* GIVEN REQUEST
Verbatim output of all the material below is required.

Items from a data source
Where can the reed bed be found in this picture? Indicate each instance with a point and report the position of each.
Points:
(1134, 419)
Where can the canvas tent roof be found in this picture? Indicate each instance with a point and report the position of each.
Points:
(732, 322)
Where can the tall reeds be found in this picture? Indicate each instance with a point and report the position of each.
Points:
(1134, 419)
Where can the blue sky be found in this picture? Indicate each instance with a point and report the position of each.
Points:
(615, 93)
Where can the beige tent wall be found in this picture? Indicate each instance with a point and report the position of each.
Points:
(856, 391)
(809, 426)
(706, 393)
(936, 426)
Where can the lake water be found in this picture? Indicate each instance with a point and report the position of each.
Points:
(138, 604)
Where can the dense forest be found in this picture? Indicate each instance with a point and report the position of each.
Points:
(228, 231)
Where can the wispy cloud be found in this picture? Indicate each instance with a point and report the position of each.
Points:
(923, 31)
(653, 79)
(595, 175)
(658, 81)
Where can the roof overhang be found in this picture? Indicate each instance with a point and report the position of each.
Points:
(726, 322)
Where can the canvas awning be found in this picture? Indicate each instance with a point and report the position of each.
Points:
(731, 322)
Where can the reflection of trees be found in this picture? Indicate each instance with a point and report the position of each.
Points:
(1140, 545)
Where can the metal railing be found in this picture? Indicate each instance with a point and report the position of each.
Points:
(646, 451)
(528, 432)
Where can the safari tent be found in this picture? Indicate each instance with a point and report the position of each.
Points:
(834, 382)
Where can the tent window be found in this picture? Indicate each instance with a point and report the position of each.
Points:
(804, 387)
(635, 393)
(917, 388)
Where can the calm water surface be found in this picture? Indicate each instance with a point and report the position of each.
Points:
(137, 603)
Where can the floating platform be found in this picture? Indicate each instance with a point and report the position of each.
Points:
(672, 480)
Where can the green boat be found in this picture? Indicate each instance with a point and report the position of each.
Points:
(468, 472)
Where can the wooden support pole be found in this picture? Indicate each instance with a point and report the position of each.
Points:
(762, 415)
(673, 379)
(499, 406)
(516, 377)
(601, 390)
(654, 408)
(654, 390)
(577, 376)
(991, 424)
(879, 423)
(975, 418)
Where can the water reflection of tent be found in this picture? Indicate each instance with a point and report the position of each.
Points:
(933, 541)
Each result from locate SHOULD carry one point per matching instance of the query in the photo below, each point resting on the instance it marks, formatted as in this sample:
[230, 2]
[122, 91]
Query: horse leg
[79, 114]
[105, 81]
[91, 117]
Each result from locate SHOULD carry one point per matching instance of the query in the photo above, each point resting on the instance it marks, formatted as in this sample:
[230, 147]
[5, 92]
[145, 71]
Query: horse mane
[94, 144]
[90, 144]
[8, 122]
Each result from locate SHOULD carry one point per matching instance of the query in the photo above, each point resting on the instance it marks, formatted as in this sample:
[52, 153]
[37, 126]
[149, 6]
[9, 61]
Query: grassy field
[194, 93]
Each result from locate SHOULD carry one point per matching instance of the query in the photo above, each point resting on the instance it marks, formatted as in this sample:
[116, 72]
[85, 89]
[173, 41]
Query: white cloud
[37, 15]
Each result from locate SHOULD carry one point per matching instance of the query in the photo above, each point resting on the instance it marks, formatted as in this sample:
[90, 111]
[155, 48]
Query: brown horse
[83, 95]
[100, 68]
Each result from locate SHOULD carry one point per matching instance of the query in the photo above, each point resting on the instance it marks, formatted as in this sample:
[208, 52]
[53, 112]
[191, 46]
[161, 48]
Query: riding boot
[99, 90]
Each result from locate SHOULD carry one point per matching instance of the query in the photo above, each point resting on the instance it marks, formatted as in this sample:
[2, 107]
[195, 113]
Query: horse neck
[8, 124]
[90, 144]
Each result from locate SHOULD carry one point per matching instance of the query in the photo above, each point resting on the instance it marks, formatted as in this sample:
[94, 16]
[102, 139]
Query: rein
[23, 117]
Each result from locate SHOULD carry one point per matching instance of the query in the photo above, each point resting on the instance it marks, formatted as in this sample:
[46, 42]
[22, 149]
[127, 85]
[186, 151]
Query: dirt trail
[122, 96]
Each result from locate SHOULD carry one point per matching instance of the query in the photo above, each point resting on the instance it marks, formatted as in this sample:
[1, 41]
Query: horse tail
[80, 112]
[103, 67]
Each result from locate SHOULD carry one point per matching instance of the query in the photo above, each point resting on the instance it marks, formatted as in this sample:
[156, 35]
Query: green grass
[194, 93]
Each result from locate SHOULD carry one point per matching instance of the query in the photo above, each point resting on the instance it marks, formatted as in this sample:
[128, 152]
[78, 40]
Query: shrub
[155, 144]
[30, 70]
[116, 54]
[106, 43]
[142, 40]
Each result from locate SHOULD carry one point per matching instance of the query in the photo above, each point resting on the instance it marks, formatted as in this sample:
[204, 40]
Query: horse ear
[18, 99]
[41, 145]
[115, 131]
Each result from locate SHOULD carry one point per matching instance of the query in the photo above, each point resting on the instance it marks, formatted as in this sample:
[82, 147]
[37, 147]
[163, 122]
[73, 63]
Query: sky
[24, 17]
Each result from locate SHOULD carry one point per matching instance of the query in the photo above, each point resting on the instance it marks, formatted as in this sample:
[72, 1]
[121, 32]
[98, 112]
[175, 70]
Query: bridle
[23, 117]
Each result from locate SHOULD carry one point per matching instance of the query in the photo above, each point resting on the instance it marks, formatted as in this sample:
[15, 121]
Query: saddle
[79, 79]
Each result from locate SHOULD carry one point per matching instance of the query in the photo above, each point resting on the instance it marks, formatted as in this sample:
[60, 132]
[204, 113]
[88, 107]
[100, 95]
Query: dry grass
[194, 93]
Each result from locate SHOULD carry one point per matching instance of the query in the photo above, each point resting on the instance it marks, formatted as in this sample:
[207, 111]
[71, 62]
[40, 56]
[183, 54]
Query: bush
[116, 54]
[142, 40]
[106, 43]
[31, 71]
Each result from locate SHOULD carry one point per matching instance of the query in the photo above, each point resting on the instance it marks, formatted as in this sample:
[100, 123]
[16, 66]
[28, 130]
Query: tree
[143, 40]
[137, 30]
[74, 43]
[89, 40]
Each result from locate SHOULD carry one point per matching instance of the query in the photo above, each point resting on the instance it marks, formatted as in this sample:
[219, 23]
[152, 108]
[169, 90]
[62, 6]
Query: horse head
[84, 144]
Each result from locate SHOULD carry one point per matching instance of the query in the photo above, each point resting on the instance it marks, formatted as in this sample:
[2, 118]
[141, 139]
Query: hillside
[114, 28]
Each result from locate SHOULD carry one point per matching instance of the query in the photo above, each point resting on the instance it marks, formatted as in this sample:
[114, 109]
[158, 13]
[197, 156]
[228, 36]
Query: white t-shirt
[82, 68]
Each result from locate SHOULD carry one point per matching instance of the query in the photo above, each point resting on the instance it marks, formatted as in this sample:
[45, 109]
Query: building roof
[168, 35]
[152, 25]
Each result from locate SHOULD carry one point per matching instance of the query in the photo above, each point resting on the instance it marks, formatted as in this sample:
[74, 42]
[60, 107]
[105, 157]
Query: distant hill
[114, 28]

* RESULT
Where can the reed bed be found in this picture? Indicate each instance with a point and report the position of each.
Points:
(1134, 419)
Where can the canvas tent roof be found in this picture? Indicate each instance with a point and report the position of each.
Points:
(732, 322)
Where can the tall reeds be found in this picture? Indicate each instance with a point and report the position of each.
Points:
(1134, 419)
Where can the blue sky be found in this picture? Indicate each instance with a point and report the position of each.
Points:
(615, 93)
Where can the beige tent wall be found in this picture? Indicate each instance with a point and report the position of each.
Points:
(856, 391)
(809, 426)
(706, 393)
(936, 426)
Where can the lake water be found in this picture? Indicate each instance with a point and report the position of each.
Points:
(138, 604)
Where can the dense forest be found in this picture? Indicate each instance with a point and report the position of each.
Points:
(228, 231)
Where can the wispy cloud be found in this picture? Indicate each instance with a point and report the position of each.
Points:
(923, 31)
(653, 79)
(595, 175)
(658, 81)
Where can the roof overhang be found in this picture? Indicate each instance with a point and report the position of each.
Points:
(726, 322)
Where can the canvas awning be found in this picture? Indicate each instance with a point and report the position of each.
Points:
(731, 322)
Where can the reflection of trees be found in this picture? Indicate each instance with a point and report the position of each.
Points:
(1140, 545)
Where can the metal railing be found in this picture? Indicate each instance with a point and report the position of each.
Points:
(646, 451)
(528, 432)
Where can the safari tent be found in this picture? Indicate each instance with a point and report the position of each.
Points:
(834, 382)
Where can the tent window be found in this picture? Indicate each instance with a point and report the position of each.
Points:
(804, 387)
(635, 393)
(917, 388)
Where can the calm water surface be found in this picture? Indicate each instance with a point and report the position of each.
Points:
(137, 603)
Where can the floating platform be found in this picture? Indicate each instance with a point and report the position of each.
Points:
(672, 480)
Where can the green boat be found in this picture? Indicate each instance with a point and report the position of each.
Points:
(468, 472)
Where can the wooden support pole be found in this picture? Indicate each instance with a point and report the position of each.
Points:
(762, 415)
(673, 379)
(499, 406)
(516, 377)
(601, 390)
(654, 408)
(654, 390)
(577, 376)
(991, 424)
(879, 423)
(975, 418)
Where can the water reflection of tent be found in this picture? Indicate each instance with a point and report the position of each.
Points:
(933, 541)
Each result from locate SHOULD carry one point per matching instance of the query in the photo below, each point resting on the instance it marks, formatted as in this sample:
[230, 2]
[122, 91]
Query: horse leg
[79, 114]
[105, 81]
[91, 117]
Each result from locate SHOULD carry one point per matching instance of the query in the photo above, each point resting on the instance it marks, formatted as in this sample:
[230, 147]
[5, 92]
[145, 71]
Query: horse mane
[94, 144]
[90, 144]
[8, 122]
Each result from locate SHOULD carry one point per matching instance of the query in the photo above, each point resting on the instance it marks, formatted as in this sample:
[52, 153]
[37, 126]
[149, 6]
[9, 61]
Query: grassy field
[194, 93]
Each result from locate SHOULD carry one point per matching instance of the query in the photo above, each point resting on the instance it marks, formatted as in this sample:
[116, 72]
[85, 89]
[173, 41]
Query: white cloud
[37, 15]
Each result from locate SHOULD carry one point per matching instance of the query in the photo above, each point resting on the instance it marks, formatted as in this sample:
[90, 111]
[155, 48]
Query: brown horse
[83, 95]
[100, 68]
Each result from locate SHOULD carry one point per matching instance of the query in the photo above, each point resting on the instance it marks, formatted as in this sample:
[208, 52]
[53, 112]
[191, 46]
[161, 48]
Query: riding boot
[99, 90]
Each result from locate SHOULD carry one point per matching instance of the query in the photo above, each point resting on the instance it marks, formatted as in this sample:
[2, 107]
[195, 113]
Query: horse neck
[8, 124]
[90, 144]
Each result from locate SHOULD carry one point per matching instance of the query in the photo above, each point resting on the instance it marks, formatted as in this sample:
[94, 16]
[102, 139]
Query: rein
[23, 117]
Each result from locate SHOULD carry one point per matching instance of the query in the photo above, each point resting on the instance it marks, formatted as in this sample:
[46, 42]
[22, 149]
[127, 85]
[186, 151]
Query: dirt trail
[122, 96]
Each result from locate SHOULD carry one point per matching instance of the query in the photo above, each point resting on the instance it marks, formatted as in this sample:
[1, 41]
Query: horse tail
[80, 112]
[103, 67]
Each result from locate SHOULD carry one point per matching instance of the query in the photo above, each point resting on the instance it marks, formatted as in this sample:
[156, 35]
Query: green grass
[194, 93]
Each result from locate SHOULD carry one point per matching instance of the query in the photo above, each point resting on the instance it marks, formatted as in this sample:
[128, 152]
[78, 40]
Query: shrub
[155, 144]
[30, 70]
[116, 54]
[106, 43]
[142, 40]
Each result from locate SHOULD carry one point per matching instance of the query in the photo above, each point resting on the instance it marks, formatted as in this sample:
[204, 40]
Query: horse ear
[18, 99]
[41, 145]
[115, 131]
Each result from locate SHOULD carry one point per matching instance of the query in the photo above, each point resting on the instance it marks, formatted as in this sample:
[82, 147]
[37, 147]
[163, 122]
[73, 63]
Query: sky
[24, 17]
Each result from locate SHOULD carry one point per matching instance of the query in the photo above, each point resting on the instance it marks, formatted as in this sample:
[72, 1]
[121, 32]
[98, 112]
[175, 70]
Query: bridle
[23, 117]
Each result from locate SHOULD carry one point per matching instance of the query in the photo above, each point resting on the instance it marks, formatted as in this sample:
[15, 121]
Query: saddle
[79, 79]
Each result from locate SHOULD carry one point per matching instance of the query in the photo above, each point resting on the instance it marks, formatted as in this sample:
[60, 132]
[204, 113]
[88, 107]
[100, 95]
Query: dry grass
[194, 93]
Each result from locate SHOULD carry one point per matching instance of the query in the photo above, each point resting on the instance it marks, formatted as in this sample:
[207, 111]
[71, 62]
[40, 56]
[183, 54]
Query: bush
[116, 54]
[142, 40]
[106, 43]
[31, 71]
Each result from locate SHOULD carry one point per matching instance of the query in the photo above, each point resting on the instance it marks, formatted as in this sample:
[100, 123]
[16, 66]
[28, 130]
Query: tree
[143, 40]
[137, 30]
[74, 43]
[89, 40]
Each result from locate SHOULD carry one point per matching instance of the query in the photo above, each point resting on the instance it marks, formatted as in this sample:
[219, 23]
[152, 108]
[169, 90]
[62, 6]
Query: horse head
[84, 144]
Each result from locate SHOULD carry one point per matching instance of the query in the photo above, each point resting on the instance it marks, formatted as in this sample:
[2, 118]
[141, 139]
Query: hillside
[114, 28]
Each result from locate SHOULD carry one point per matching instance of the query in the photo above, each point resting on the instance it marks, formatted as in this sample:
[114, 109]
[158, 13]
[197, 156]
[228, 36]
Query: white t-shirt
[82, 68]
Each result from locate SHOULD carry one point per matching instance of the query in the photo above, each point resting on the instance it marks, formatted as in this sample:
[45, 109]
Query: building roof
[168, 35]
[152, 25]
Each result from locate SHOULD carry one point per matching instance of the query in the photo above, each point resting on the instance it marks, formatted as in this sample:
[74, 42]
[60, 107]
[105, 157]
Query: distant hill
[114, 28]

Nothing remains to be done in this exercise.